TASK INSTRUCTIONS =>
Go through the records and filter out every line lacking the word "below"; copy the lines that remain.

- Opening Delimiter -

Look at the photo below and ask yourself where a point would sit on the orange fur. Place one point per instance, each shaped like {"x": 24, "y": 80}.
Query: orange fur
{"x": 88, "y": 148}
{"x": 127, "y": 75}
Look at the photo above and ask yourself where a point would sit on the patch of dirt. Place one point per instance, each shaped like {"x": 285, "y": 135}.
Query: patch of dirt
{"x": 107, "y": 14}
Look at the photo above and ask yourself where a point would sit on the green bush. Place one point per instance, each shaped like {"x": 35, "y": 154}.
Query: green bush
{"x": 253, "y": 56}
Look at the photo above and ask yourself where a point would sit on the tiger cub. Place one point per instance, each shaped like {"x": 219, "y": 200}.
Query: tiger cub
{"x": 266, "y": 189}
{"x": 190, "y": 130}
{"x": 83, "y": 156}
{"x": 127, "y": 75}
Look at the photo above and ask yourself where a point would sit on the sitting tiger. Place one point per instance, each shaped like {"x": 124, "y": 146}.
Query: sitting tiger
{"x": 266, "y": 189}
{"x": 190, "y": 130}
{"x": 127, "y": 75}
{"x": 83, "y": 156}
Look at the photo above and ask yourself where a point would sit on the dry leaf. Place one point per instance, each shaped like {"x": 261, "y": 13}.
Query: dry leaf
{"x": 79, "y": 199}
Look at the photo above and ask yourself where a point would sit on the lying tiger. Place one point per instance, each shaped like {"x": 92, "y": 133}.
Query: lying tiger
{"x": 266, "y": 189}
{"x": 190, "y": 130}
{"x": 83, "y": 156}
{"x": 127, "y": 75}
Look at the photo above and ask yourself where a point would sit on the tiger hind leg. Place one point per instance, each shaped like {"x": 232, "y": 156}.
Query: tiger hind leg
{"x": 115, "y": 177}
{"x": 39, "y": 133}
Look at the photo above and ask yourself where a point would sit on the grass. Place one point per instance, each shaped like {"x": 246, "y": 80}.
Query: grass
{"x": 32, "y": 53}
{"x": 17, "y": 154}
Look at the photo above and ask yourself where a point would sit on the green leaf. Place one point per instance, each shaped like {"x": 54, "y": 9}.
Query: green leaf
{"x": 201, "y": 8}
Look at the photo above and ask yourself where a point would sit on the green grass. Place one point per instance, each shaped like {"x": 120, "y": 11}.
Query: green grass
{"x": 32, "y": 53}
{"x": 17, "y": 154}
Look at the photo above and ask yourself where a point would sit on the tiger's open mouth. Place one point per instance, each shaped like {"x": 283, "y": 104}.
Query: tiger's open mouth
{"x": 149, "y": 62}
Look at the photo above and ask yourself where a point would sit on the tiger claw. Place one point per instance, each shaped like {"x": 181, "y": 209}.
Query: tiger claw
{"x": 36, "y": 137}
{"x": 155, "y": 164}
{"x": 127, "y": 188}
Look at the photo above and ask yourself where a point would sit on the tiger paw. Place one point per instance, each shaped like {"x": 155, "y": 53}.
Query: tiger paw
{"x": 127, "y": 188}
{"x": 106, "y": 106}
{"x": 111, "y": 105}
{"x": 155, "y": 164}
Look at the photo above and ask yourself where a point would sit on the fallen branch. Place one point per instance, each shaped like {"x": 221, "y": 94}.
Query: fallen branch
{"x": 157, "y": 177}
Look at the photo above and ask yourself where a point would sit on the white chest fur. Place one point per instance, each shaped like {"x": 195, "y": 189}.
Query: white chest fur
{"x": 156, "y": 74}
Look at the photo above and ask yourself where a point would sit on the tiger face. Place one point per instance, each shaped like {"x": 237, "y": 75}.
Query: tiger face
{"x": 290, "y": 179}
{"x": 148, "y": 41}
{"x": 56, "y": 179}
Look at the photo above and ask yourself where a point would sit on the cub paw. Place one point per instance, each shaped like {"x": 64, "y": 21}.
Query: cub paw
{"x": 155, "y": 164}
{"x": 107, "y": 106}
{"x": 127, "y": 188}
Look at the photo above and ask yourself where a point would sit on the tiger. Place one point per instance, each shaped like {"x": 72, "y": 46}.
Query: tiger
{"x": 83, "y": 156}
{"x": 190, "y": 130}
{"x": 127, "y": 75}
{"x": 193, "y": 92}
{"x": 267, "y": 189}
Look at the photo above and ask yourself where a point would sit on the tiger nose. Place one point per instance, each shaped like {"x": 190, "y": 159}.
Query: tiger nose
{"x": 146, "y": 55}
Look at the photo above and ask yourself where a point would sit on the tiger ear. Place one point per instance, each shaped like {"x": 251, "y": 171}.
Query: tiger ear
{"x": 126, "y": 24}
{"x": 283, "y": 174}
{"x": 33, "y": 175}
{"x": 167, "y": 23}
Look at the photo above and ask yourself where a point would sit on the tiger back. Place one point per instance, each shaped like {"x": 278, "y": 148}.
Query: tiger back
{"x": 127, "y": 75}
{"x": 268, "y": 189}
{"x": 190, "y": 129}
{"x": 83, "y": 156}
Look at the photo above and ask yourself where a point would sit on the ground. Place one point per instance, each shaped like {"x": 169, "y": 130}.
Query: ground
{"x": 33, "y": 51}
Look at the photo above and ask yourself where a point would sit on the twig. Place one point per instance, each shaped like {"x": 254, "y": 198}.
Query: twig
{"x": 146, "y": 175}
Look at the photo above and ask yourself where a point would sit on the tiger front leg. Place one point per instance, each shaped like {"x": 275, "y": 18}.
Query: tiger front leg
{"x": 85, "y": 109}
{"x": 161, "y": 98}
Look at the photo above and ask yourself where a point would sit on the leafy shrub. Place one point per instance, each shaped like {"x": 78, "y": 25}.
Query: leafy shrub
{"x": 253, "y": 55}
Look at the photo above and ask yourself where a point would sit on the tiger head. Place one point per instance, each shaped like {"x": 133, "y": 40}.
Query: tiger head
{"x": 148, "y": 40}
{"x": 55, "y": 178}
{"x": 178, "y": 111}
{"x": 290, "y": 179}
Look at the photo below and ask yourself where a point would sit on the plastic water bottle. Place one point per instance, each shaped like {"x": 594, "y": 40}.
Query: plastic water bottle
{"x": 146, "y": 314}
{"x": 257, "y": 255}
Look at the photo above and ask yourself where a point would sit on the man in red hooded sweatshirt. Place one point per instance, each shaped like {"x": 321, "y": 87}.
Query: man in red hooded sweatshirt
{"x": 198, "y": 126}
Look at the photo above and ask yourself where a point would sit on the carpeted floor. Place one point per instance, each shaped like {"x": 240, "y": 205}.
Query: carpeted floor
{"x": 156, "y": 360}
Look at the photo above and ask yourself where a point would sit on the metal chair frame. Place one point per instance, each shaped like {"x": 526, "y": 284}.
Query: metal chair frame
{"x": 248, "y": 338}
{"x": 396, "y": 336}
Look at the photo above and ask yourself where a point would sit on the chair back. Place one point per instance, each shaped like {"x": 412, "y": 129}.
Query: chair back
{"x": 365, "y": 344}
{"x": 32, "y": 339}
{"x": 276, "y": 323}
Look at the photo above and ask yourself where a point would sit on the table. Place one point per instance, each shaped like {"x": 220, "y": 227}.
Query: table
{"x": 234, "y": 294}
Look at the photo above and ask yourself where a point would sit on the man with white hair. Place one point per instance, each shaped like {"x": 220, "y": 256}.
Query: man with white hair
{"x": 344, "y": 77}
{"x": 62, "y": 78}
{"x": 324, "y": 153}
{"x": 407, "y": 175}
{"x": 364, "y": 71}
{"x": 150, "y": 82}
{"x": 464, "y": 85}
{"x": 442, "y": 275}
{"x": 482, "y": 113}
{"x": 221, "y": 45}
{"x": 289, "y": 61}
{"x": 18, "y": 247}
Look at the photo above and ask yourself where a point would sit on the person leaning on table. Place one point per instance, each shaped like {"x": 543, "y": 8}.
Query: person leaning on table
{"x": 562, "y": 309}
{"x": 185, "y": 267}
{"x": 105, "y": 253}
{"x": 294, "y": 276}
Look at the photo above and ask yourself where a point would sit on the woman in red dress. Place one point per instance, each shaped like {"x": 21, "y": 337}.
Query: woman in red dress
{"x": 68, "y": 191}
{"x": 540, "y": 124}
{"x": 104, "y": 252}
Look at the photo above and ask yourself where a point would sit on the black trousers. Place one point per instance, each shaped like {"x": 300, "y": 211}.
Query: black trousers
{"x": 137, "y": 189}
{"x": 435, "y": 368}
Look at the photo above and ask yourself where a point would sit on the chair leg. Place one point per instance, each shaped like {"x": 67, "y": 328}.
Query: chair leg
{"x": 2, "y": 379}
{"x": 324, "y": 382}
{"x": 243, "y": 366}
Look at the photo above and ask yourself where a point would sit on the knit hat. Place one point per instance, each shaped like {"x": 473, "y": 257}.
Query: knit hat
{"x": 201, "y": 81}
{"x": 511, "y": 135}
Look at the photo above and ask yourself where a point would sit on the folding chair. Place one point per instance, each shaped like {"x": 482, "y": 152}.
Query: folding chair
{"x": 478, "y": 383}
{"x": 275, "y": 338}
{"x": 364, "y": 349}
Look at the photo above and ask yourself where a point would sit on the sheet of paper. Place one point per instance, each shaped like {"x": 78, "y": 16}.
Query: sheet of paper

- Closing Delimiter -

RESULT OF THIS EXERCISE =>
Look at the photo below and ask yourself where a point would sit on the orange fur. Place one point per instance, each shaped like {"x": 24, "y": 80}.
Look at the photo below and ask yourself where a point would sit on the plastic water bottle. Place one point per instance, each shaped like {"x": 594, "y": 40}.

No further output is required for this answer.